[Exercise directions]
Can you write these rows out again, starting at the line that contains "of the green" and ending at the last row, with the requests kept in and each point coordinate in the answers scaled by 0.2 and rounded to a whole number, halves rounding up?
* Begin Entries *
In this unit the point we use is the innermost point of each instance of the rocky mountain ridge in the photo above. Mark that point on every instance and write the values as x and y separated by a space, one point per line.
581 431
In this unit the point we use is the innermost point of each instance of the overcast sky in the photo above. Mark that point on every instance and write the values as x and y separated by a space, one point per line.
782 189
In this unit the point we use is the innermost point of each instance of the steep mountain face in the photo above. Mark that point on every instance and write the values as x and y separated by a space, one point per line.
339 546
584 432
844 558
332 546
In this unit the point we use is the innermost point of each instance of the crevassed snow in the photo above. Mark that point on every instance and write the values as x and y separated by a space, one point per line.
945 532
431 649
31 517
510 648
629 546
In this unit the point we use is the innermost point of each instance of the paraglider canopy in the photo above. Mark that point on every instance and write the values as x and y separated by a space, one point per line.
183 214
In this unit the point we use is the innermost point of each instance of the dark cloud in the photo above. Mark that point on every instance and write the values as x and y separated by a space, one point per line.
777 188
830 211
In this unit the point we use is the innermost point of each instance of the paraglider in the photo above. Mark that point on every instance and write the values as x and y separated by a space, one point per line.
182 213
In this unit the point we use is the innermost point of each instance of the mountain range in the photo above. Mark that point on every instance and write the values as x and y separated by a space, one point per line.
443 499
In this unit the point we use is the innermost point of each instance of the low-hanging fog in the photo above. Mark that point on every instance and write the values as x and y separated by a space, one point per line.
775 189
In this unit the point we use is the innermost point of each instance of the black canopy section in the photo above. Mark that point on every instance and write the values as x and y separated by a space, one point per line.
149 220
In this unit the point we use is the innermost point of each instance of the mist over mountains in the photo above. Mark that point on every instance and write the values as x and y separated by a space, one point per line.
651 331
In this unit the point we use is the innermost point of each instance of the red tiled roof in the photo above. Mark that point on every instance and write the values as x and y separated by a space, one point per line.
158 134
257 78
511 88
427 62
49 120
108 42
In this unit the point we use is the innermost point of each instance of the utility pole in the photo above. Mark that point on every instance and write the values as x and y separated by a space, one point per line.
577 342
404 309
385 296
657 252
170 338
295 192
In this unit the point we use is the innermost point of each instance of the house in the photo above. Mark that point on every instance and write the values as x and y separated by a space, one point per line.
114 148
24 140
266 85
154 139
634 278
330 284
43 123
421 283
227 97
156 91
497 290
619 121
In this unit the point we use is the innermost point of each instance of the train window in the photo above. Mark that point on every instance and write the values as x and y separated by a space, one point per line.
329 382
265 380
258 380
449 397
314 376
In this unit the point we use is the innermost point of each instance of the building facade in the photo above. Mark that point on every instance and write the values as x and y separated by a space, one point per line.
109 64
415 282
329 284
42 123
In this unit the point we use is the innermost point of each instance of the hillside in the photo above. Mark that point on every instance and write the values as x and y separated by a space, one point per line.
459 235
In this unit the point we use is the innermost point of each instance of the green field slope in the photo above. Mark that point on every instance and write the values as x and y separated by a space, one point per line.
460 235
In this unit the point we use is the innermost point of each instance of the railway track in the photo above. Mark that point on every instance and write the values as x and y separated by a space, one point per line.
* End Entries *
[Task answer]
In this unit the point we use is the innermost point of each instance of the green field slope in the photo above. Mark that point on every instance and write the values as x and y separated by a space, one point per line.
92 47
In this unit the point we use is the innermost point of each instance of the railway track in the photo above. Mark that point on every instance and write the values as x and y separated by a space, one point per line.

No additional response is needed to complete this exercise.